#### [Text under study]
Small Business Owners COVID-19 FAQ

Small Business Owners COVID-19 FAQ

As of this article about 0.1% of the U.S. population has contracted the coronavirus since it first reached our country. (6 April 2020, 16:41). The U.S. has a population of roughly 327,000,000 people. The virus has affected not only our physical health and daily routines, but also our important business interests. For many businesses, particularly in the fitness, tourist, entertainment, and hospitality industries, the results have been catastrophic. In just two weeks, over ten million Americans have filed for unemployment (which is the highest weekly rise the U.S. has ever seen).

As dismal as that number is, there may be some federal assistance for small businesses—the Federal government has made available more than $3 trillion in loans and asset purchases in an attempt to fight the rising unemployment rate. Of that $3 trillion, nearly $350 billion is to go directly to small businesses to help with payroll and overhead as part of the Paycheck Protection Program.

Struggling small business owners are understandably eager to get their relief, but many still have important questions: what qualifies as a small business? If an organization qualifies, what does it get? If it receives money, what strings are attached? Luckily, some of these questions have answers.

At the outset, the U.S. Small Business Administration (SBA) has published a comprehensive table of standards, setting forth the criteria to be met in order to qualify as a small business—if you have more than 500 employees, you will generally be excluded. 15 U.S.C. 636(a). Depending on your industry, either average annual receipts for the organization or the average number of employees will determine whether a business qualifies. In addition, the SBA also looks at the following:

• Whether the company is headquartered in the U.S.;
• Where it primarily operates;
• Whether it’s for-profit;
• Whether it’s independently owned and operated; and,
• Whether it’s a minority company in a larger industry.

Qualifying businesses share in a pool of cash and may receive up to $10 million at 1% interest.

Despite this, the help provided may not be enough. It’s equally important to understand which traditional lending obligations small business owners must fulfill if they take the aid given that some may be unable to repay any loan principal due to their hardships. One of the designed conditions for receipt of money, and forgiveness, is to encourage employers to retain their workers and not cut wages—organizations who retain employees will likely be forgiven most or all the loan amount, and the government will pay the banks in the business’ stead (75% or more of the loan amount must go to pay workers).

It’s also important to understand just how businesses may use the funds received; the money is not given without restriction. The text of the stimulus bill provides some guidance: qualifying payroll support, salaries, mortgages, rent payments, utilities, and interest on pre-existing debt obligations all qualify as acceptable areas in which business owners may spend the funds. C.A.R.E.S. Act of 2020, S. 3548, 116th Cong. §1102.7(d). Further, the funds may not be used in a way which may affect a partial change in business ownership if it might not benefit the business. Finally, the loans must not be used to offset more than eight weeks of eligible payroll expenses.

#### [Record extracts]
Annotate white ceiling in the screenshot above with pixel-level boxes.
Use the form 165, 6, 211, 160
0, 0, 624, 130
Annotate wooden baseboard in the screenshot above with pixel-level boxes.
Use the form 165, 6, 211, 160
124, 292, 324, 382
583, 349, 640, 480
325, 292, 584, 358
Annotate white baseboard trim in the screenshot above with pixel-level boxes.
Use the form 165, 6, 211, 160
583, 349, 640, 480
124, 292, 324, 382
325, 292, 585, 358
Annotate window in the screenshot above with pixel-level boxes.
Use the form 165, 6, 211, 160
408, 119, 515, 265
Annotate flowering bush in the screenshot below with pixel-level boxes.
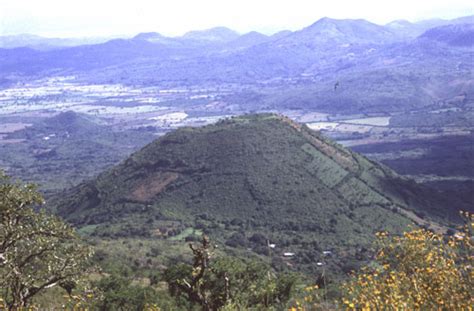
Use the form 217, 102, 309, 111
342, 213, 474, 310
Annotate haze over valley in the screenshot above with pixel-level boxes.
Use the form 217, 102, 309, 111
0, 4, 474, 310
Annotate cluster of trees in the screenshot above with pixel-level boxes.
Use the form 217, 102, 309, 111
0, 171, 92, 310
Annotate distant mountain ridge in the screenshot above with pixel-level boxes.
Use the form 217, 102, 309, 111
49, 114, 457, 276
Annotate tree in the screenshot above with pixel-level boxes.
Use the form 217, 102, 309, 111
342, 213, 474, 310
164, 237, 296, 310
0, 171, 92, 310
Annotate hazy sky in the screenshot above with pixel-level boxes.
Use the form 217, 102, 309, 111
0, 0, 474, 37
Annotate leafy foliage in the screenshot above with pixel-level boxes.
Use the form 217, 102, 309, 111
50, 114, 448, 273
343, 213, 474, 310
164, 237, 296, 310
0, 172, 92, 309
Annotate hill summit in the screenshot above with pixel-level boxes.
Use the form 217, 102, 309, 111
52, 114, 452, 272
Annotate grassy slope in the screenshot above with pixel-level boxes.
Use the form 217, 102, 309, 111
51, 114, 456, 278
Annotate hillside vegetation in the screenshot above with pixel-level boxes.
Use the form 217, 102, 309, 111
49, 114, 457, 278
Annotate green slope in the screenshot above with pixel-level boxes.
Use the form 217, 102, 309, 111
51, 114, 456, 276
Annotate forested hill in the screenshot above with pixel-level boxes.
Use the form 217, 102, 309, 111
50, 114, 455, 272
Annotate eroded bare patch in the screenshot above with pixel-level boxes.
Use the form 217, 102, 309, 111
131, 172, 179, 202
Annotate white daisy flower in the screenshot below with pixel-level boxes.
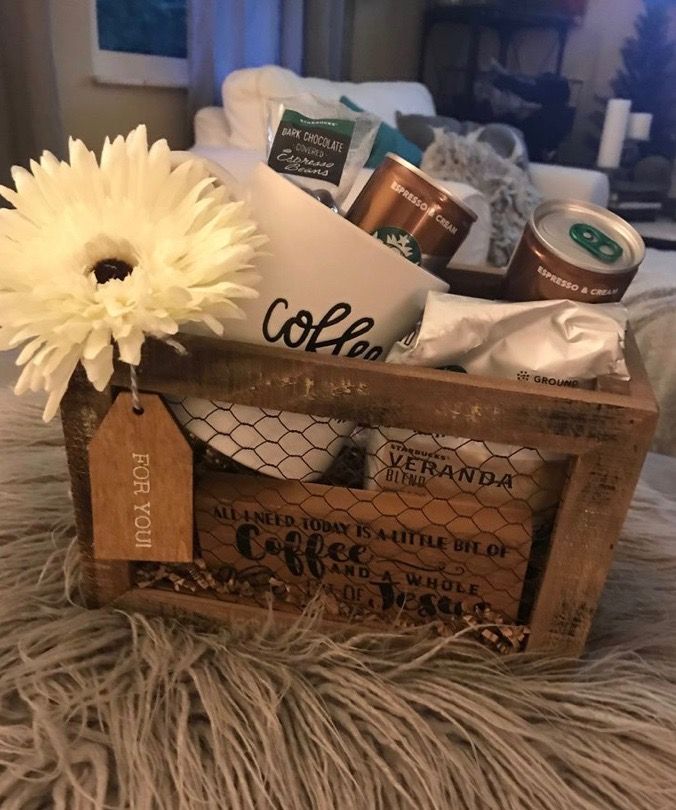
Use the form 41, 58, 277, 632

#### [Complete the following]
**a.** List every area that the small business COVID-19 FAQ names as an acceptable use of funds under the stimulus bill.
**b.** Reproduce the small business COVID-19 FAQ starting with "At the outset, the" and going on through "a larger industry.".

#### [Your responses]
**a.**
- qualifying payroll support
- salaries
- mortgages
- rent payments
- utilities
- interest on pre-existing debt obligations

**b.**
At the outset, the U.S. Small Business Administration (SBA) has published a comprehensive table of standards, setting forth the criteria to be met in order to qualify as a small business—if you have more than 500 employees, you will generally be excluded. 15 U.S.C. 636(a). Depending on your industry, either average annual receipts for the organization or the average number of employees will determine whether a business qualifies. In addition, the SBA also looks at the following:

• Whether the company is headquartered in the U.S.;
• Where it primarily operates;
• Whether it’s for-profit;
• Whether it’s independently owned and operated; and,
• Whether it’s a minority company in a larger industry.